Goal: Reproduce all of the records below word for word, but leave out the pictures.

Records to process:
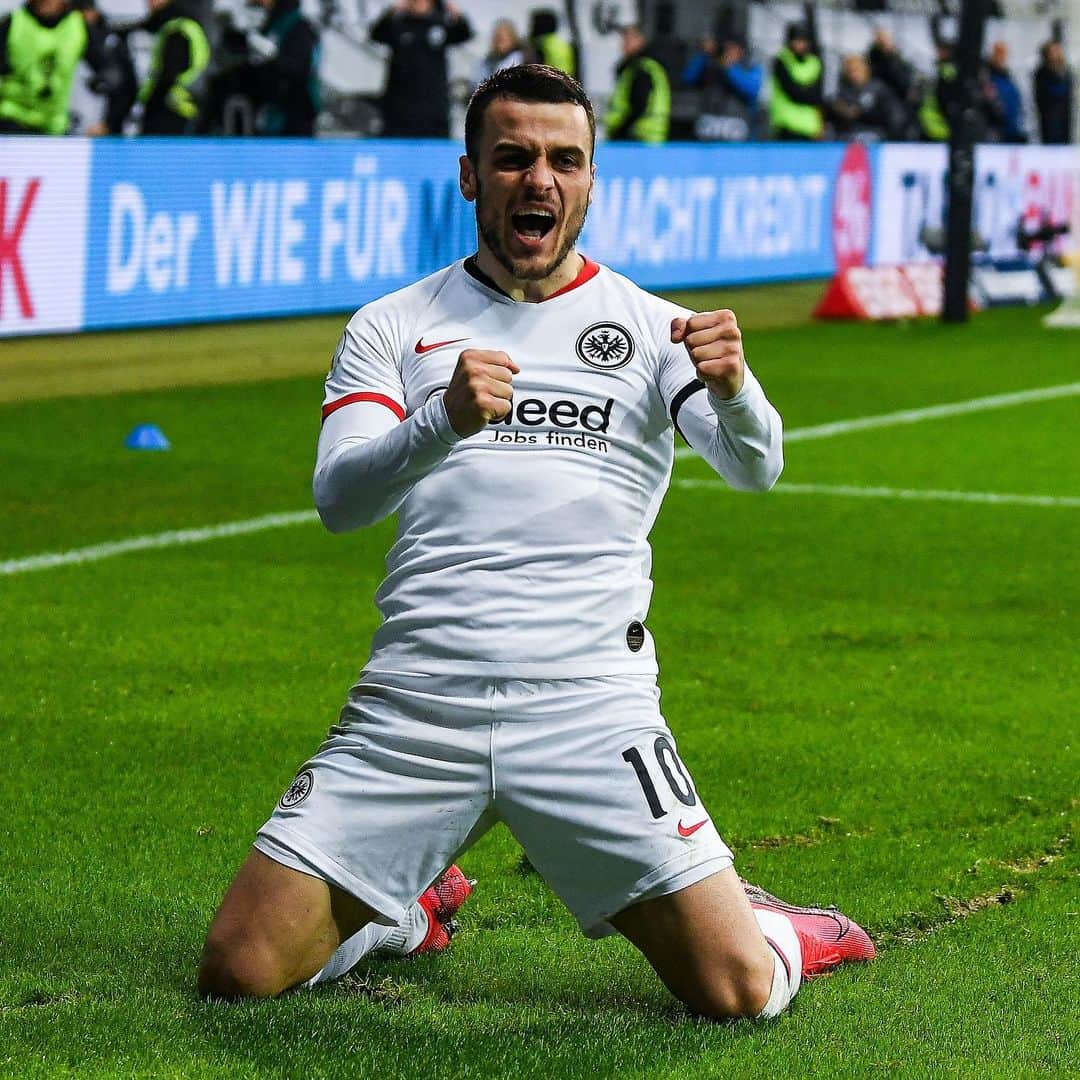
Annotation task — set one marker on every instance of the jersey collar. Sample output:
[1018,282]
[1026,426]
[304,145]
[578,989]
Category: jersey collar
[588,271]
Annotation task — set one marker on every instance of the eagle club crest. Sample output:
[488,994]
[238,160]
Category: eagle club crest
[298,791]
[605,346]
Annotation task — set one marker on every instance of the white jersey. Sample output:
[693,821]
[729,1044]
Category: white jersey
[522,551]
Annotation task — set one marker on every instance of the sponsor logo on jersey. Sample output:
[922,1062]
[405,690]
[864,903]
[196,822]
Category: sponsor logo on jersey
[421,348]
[581,426]
[605,346]
[298,791]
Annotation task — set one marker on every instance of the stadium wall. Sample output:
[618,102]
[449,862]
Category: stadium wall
[117,232]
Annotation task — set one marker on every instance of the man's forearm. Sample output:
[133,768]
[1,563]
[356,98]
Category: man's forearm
[741,437]
[362,477]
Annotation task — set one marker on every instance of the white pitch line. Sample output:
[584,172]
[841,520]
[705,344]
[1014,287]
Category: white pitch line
[181,537]
[915,495]
[175,538]
[918,415]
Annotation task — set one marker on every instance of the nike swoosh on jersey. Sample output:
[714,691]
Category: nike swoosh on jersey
[683,831]
[421,348]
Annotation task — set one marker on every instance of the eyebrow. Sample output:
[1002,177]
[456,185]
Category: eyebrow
[509,147]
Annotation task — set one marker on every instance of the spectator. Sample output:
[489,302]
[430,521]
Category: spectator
[700,68]
[941,97]
[795,97]
[1007,96]
[642,102]
[41,44]
[863,108]
[548,45]
[900,77]
[171,95]
[1053,95]
[1002,107]
[268,79]
[416,102]
[730,86]
[507,50]
[283,69]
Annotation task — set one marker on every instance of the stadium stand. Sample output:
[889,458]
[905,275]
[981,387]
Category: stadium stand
[899,38]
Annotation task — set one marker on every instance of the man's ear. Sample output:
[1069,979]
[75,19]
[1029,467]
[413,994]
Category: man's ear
[467,178]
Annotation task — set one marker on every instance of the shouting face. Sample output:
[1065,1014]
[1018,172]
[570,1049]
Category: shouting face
[531,184]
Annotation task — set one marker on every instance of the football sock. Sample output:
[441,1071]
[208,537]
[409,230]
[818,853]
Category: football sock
[401,940]
[786,960]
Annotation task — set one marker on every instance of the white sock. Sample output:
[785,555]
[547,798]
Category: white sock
[786,960]
[400,940]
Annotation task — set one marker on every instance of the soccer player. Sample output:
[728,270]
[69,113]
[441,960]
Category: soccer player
[516,409]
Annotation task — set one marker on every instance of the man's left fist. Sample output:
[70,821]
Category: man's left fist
[714,341]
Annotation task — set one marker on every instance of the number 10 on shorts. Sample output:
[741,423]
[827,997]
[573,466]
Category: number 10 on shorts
[659,770]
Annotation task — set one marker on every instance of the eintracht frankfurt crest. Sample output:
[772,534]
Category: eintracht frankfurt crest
[298,791]
[606,346]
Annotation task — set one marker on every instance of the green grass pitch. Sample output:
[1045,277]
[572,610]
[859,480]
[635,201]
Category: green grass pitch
[878,699]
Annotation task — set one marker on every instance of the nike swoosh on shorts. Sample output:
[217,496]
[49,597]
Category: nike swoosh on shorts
[684,831]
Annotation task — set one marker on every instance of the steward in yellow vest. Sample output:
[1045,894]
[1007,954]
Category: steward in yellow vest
[548,45]
[41,44]
[640,106]
[795,92]
[172,94]
[940,98]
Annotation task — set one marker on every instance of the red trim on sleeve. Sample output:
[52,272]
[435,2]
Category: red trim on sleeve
[378,399]
[588,271]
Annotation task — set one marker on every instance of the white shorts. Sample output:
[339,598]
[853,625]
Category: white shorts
[584,772]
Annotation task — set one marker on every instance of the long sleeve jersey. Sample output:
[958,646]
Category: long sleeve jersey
[522,551]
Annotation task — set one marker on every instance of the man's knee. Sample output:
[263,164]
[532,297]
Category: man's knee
[235,967]
[739,989]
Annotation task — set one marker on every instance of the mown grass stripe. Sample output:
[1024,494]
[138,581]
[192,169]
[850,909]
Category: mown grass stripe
[915,495]
[918,415]
[181,537]
[174,538]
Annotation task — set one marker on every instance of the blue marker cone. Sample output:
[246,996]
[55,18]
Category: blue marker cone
[147,436]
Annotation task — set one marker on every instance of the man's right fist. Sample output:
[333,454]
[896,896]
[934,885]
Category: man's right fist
[480,390]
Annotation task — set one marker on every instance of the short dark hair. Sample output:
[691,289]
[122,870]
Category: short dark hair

Task solution:
Annotation task — set one marker on every instance of the jersey collar. Sample output:
[1018,282]
[1026,426]
[304,145]
[578,989]
Category: jersey collar
[588,271]
Annotation task — set one marker on every instance of the eagle club crest. Sample output:
[488,994]
[238,160]
Category: eagle club crest
[298,791]
[605,346]
Annotation task — set one marker on every instance of the white jersey. Sample output:
[693,821]
[729,1044]
Category: white jersey
[522,551]
Annotation task — set one marker on every instance of the sponsor logo on jersey. Sample output:
[922,1062]
[405,690]
[864,903]
[196,822]
Category: sponsor logo on jersey
[421,348]
[581,426]
[605,346]
[298,791]
Annotation task — set one marker on every instance of the stadium wall. Sample output:
[618,102]
[449,862]
Category: stadium wall
[117,232]
Annotation task — set one marker on every instance of the man's forearm. Sample output:
[133,768]
[1,563]
[356,98]
Category: man's forearm
[741,437]
[362,477]
Annotation task — set one marker on every instance of the white pitch line. Sample output:
[584,172]
[841,520]
[705,344]
[1014,287]
Category: white pitch line
[181,537]
[915,495]
[175,538]
[918,415]
Annotation task — set one marker on every instance of the nike swoosh on jersey. Sample output:
[714,691]
Category: nike swoosh on jersey
[683,831]
[421,348]
Annotation task — set one marker on every instance of the eyebrow. Sample output:
[1002,177]
[456,185]
Category: eyebrow
[509,147]
Annotation task — set one marker on every instance of the spectator. Sample output:
[489,302]
[430,521]
Category: spectator
[700,68]
[941,97]
[795,97]
[1007,96]
[642,102]
[41,44]
[863,108]
[548,45]
[900,77]
[171,95]
[1053,95]
[1002,107]
[268,79]
[416,102]
[730,86]
[507,50]
[283,69]
Annotation task — set one marker on every instance of the stadium stand. Sample output:
[889,458]
[905,275]
[981,387]
Category: stadium stand
[899,38]
Annotation task — set one marker on every instance of the man's ear. Sample output:
[1069,979]
[75,19]
[1029,467]
[413,994]
Category: man's ear
[467,178]
Annotation task — set one marker on every instance of the shouting face. Sample output:
[1065,1014]
[1018,172]
[570,1049]
Category: shouting face
[531,184]
Annotation task — set one marker on every instance of the football sock. Sample output:
[441,1071]
[208,537]
[409,230]
[818,853]
Category: football sock
[401,940]
[786,960]
Annotation task — set one marker on every instance of the white sock. Sample output:
[785,555]
[547,798]
Category: white sock
[786,960]
[400,940]
Annotation task — set one marker on every instance of the soccer player. Sample output:
[728,270]
[69,113]
[441,960]
Category: soccer player
[516,409]
Annotation task — set one marker on every instance of the man's left fist. Sample output:
[70,821]
Category: man's left fist
[714,341]
Annotation task — set one marker on every instance of the number 10 on shorts. Sample output:
[741,423]
[827,997]
[573,466]
Category: number 10 on shorts
[659,770]
Annotation task — set one marker on every instance of the eintracht frankfurt crest. Sample output:
[772,534]
Category: eintracht frankfurt crest
[298,791]
[606,346]
Annotation task — set one marker on every instance of the green grass pitch. Sample output:
[1045,277]
[572,610]
[859,480]
[635,201]
Category: green grass pitch
[878,699]
Annotation task — set one marker on every instance of the nike swoosh on shorts. Sample output:
[217,496]
[49,597]
Category: nike swoosh on shorts
[684,831]
Annotation task — set one marker on every instance of the steward in yellow vest. Sample output:
[1045,894]
[1007,954]
Category: steward in yellow vest
[548,45]
[41,44]
[640,106]
[795,92]
[172,94]
[940,98]
Annotation task — set one marker on every instance of the red trim on sleeve. Sample output:
[52,272]
[435,2]
Category: red trim on sleeve
[378,399]
[588,271]
Annotation task — set one marker on every instance of the white shorts. Sample output:
[339,598]
[853,625]
Category: white shorts
[584,772]
Annotation task — set one marker on every instance of the long sleeve jersey. Sample output:
[958,646]
Category: long sleeve jersey
[522,551]
Annotation task — set one marker on every instance of the man's knee. Sample output:
[263,164]
[532,297]
Category: man's knee
[235,967]
[739,989]
Annotation task — set one marker on every instance of the mown grass stripe. Sample output:
[1024,494]
[138,581]
[192,169]
[850,909]
Category: mown grass stripe
[915,495]
[918,415]
[181,537]
[174,538]
Annotation task — set one marker on every instance of the blue marker cone. Sample output:
[246,996]
[55,18]
Category: blue marker cone
[147,436]
Annotation task — set one marker on every instance of the man's right fist. Sample output:
[333,454]
[896,896]
[934,885]
Category: man's right fist
[480,390]
Annotation task — set one marker on every instance of the short dark hair. Sample output:
[691,289]
[122,870]
Category: short dark hair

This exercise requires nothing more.